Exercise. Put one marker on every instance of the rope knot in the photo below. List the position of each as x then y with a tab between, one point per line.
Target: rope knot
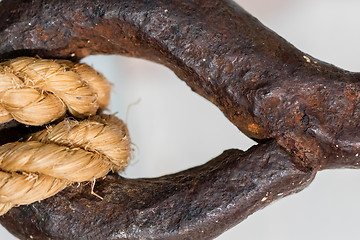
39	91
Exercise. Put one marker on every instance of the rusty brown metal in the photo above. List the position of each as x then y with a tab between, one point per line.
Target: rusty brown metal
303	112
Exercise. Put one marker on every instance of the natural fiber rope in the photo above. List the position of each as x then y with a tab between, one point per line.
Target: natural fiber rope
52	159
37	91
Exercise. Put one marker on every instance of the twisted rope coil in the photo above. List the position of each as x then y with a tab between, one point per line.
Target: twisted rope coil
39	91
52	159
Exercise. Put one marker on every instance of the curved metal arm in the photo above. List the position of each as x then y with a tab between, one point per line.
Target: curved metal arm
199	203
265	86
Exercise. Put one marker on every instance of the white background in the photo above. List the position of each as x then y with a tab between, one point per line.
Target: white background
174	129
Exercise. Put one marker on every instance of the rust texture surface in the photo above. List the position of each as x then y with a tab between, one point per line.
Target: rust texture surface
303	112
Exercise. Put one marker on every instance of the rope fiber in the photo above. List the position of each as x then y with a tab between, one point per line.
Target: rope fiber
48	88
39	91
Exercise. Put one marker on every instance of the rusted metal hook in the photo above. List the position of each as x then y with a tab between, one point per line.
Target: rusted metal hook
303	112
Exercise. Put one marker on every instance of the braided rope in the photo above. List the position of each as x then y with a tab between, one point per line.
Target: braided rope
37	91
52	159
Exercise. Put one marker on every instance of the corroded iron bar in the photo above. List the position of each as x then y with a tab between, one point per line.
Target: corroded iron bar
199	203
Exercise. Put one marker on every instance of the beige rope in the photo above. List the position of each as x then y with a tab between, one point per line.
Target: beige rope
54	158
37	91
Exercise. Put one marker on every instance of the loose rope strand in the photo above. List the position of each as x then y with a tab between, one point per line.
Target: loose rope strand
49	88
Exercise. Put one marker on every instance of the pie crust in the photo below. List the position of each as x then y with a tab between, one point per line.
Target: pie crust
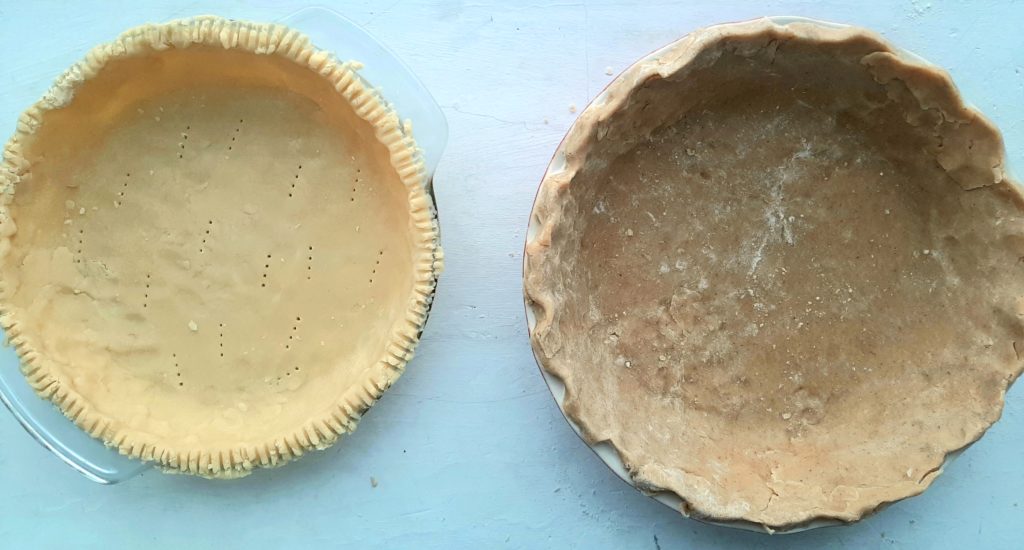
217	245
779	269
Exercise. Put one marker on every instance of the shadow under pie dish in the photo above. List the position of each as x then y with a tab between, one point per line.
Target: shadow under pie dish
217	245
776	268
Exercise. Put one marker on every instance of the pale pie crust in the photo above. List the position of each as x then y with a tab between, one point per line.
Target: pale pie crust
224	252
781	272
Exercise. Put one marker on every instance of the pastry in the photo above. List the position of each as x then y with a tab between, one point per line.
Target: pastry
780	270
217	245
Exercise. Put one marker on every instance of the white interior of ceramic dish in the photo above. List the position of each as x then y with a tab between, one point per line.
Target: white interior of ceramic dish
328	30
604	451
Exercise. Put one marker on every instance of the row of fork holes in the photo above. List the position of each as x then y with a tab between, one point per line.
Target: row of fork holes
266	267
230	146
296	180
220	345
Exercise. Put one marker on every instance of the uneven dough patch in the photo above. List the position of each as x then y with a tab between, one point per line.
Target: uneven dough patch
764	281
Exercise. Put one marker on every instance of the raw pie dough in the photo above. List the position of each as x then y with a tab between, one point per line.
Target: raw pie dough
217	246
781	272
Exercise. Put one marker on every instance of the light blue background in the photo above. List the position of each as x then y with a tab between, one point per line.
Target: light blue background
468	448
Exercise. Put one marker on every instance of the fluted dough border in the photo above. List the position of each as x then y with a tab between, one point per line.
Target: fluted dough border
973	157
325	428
________________
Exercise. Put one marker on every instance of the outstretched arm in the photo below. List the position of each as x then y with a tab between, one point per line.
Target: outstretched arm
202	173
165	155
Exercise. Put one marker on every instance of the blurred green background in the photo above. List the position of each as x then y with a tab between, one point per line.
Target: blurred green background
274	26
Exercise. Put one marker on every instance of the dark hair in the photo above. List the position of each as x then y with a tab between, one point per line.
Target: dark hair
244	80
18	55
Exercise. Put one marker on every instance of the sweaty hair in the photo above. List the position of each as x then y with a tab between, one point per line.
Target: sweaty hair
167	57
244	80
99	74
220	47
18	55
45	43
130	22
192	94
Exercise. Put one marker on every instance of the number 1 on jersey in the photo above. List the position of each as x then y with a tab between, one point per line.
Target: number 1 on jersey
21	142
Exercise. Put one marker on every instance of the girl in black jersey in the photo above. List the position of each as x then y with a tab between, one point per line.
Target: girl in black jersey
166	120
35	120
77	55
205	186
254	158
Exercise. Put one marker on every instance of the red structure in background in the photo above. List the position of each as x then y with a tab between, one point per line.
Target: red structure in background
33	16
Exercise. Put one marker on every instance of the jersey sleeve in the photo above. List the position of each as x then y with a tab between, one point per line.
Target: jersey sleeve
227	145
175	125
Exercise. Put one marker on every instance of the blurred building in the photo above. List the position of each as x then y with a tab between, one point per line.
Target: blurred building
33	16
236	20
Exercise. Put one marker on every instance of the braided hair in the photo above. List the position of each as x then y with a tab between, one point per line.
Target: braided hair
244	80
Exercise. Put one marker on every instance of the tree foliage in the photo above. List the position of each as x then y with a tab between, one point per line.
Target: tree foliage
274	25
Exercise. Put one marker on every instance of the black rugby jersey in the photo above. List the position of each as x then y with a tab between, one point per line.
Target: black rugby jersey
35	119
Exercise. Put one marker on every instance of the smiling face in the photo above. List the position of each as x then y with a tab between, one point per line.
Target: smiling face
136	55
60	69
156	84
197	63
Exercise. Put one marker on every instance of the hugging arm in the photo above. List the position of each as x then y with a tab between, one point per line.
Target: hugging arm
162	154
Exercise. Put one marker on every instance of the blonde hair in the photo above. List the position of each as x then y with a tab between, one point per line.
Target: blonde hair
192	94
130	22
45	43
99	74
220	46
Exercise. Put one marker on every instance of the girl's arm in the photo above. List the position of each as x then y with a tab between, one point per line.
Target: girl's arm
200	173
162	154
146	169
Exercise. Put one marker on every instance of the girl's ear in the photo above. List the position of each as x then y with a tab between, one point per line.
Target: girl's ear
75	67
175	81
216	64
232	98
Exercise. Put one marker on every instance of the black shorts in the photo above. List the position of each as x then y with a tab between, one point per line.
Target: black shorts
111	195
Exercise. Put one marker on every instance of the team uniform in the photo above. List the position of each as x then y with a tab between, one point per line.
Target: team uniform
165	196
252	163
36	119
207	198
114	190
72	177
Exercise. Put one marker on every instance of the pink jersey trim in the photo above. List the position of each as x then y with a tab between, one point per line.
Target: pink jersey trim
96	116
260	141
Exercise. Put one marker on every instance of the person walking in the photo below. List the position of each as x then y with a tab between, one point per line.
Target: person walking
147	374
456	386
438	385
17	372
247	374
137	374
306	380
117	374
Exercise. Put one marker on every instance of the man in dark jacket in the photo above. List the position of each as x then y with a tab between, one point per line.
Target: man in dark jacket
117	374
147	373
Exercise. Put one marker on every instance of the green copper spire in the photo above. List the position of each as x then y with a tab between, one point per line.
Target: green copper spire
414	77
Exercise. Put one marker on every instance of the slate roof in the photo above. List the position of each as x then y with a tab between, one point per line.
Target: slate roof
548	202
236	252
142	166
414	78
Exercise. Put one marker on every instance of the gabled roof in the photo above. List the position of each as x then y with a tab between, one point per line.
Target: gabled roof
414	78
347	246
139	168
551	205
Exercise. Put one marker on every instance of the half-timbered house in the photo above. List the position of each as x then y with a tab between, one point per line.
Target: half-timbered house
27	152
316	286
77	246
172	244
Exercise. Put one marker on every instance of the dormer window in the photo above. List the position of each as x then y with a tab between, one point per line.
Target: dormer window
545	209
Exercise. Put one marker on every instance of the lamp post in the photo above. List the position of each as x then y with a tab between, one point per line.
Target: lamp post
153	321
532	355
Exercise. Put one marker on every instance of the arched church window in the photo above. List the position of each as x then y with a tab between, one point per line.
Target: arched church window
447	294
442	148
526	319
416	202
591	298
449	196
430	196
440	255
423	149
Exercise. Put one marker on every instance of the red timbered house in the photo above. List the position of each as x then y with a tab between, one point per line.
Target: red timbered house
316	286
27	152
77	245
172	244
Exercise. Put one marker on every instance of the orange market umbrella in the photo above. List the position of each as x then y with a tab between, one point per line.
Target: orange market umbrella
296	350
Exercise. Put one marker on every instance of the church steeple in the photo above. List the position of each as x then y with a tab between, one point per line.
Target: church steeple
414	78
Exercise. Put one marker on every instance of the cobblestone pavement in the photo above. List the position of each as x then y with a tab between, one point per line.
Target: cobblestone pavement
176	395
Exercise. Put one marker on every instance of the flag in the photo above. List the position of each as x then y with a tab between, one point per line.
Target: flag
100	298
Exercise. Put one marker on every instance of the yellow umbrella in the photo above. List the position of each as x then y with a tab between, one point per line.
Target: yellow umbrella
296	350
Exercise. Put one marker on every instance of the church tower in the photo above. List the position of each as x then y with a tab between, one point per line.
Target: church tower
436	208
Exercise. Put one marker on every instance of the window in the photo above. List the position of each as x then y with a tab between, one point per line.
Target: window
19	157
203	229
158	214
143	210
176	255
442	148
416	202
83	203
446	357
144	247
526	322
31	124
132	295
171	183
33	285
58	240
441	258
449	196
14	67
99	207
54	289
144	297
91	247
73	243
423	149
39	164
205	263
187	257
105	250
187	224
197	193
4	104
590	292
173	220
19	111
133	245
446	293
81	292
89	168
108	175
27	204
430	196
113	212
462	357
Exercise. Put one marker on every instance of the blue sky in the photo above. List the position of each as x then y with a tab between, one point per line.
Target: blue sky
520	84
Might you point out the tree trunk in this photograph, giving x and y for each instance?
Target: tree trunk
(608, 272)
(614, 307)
________________
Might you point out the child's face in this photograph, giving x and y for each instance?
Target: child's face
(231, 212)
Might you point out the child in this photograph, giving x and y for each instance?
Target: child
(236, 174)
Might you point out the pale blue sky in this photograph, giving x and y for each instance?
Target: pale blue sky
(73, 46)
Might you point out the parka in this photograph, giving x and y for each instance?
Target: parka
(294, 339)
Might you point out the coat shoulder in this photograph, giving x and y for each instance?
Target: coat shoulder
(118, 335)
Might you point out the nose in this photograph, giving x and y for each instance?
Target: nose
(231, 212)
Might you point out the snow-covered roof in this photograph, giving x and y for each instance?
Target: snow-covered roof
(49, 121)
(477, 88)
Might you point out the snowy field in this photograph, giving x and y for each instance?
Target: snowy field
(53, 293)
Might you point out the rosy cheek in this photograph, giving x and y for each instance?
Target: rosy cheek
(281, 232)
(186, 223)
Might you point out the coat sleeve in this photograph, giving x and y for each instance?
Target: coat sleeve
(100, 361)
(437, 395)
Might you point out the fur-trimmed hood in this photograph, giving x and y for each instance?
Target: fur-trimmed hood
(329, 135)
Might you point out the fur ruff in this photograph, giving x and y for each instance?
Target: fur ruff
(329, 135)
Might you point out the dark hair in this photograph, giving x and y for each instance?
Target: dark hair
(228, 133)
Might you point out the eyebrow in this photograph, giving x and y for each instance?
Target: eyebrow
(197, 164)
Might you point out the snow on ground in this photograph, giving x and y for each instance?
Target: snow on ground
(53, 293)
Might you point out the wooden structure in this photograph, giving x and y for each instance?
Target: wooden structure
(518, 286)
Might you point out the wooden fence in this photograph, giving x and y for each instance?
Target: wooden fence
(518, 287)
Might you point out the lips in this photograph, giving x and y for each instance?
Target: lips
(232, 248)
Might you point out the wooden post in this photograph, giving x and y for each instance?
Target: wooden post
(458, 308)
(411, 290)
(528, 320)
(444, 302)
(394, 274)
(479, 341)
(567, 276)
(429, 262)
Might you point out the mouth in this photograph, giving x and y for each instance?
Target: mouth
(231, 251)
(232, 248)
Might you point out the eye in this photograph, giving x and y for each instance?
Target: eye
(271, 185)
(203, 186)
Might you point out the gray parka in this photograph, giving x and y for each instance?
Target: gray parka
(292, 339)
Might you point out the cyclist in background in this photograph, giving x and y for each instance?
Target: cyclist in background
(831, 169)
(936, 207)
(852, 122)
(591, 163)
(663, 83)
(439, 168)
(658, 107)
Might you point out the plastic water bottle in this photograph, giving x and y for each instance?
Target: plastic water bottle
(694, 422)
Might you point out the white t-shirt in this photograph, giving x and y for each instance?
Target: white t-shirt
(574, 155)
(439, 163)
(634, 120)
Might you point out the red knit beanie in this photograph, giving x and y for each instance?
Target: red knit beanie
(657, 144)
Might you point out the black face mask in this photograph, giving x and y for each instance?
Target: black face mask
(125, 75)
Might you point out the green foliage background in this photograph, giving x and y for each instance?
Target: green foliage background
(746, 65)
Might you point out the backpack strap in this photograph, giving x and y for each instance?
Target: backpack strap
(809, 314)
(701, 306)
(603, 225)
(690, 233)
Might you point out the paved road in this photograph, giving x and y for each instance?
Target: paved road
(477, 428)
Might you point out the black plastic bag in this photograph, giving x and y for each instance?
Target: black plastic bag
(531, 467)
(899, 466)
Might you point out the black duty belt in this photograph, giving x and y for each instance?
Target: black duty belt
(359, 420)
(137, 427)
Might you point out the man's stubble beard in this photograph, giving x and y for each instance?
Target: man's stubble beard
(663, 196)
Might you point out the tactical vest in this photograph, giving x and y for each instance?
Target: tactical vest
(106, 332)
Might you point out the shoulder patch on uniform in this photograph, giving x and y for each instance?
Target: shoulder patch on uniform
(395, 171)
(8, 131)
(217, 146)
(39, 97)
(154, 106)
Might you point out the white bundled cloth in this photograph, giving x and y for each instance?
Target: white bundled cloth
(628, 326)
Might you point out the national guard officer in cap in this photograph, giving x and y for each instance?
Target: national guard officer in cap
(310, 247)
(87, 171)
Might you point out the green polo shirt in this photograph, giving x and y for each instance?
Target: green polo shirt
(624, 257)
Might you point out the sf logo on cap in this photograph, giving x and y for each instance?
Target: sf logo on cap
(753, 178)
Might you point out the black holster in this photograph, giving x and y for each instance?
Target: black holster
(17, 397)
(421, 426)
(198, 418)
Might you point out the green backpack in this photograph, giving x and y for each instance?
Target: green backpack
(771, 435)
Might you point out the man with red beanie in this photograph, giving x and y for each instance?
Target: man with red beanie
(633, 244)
________________
What you need to do: Reprint exactly the lines above that start at the one with "Target: shadow under pie dish" and end at the one with "Exercise. Put one marker on every instance of the row", keeping both and adding none.

The answer:
Target: shadow under pie dish
217	245
776	268
Exercise. Put one marker on every instance of the pale pie crust in the photo above. List the position of each as x then y with a tab between, one point per line.
Target: pale pie crust
224	252
781	272
Exercise. Put one marker on every instance of the pastry in the photo above. List the position of each as x then y with a tab between, one point per line.
Target: pastry
780	270
217	245
Exercise. Put one marker on every instance of the white interior of ceramic dish in the photo above. List the position of each as x then y with a tab between, one point per line.
Target: white interior of ceramic dish
328	30
604	451
Exercise. Put one marker on every instance of the row of fork holes in the photo above. List the position of each as x then y with a tab between, one point per line.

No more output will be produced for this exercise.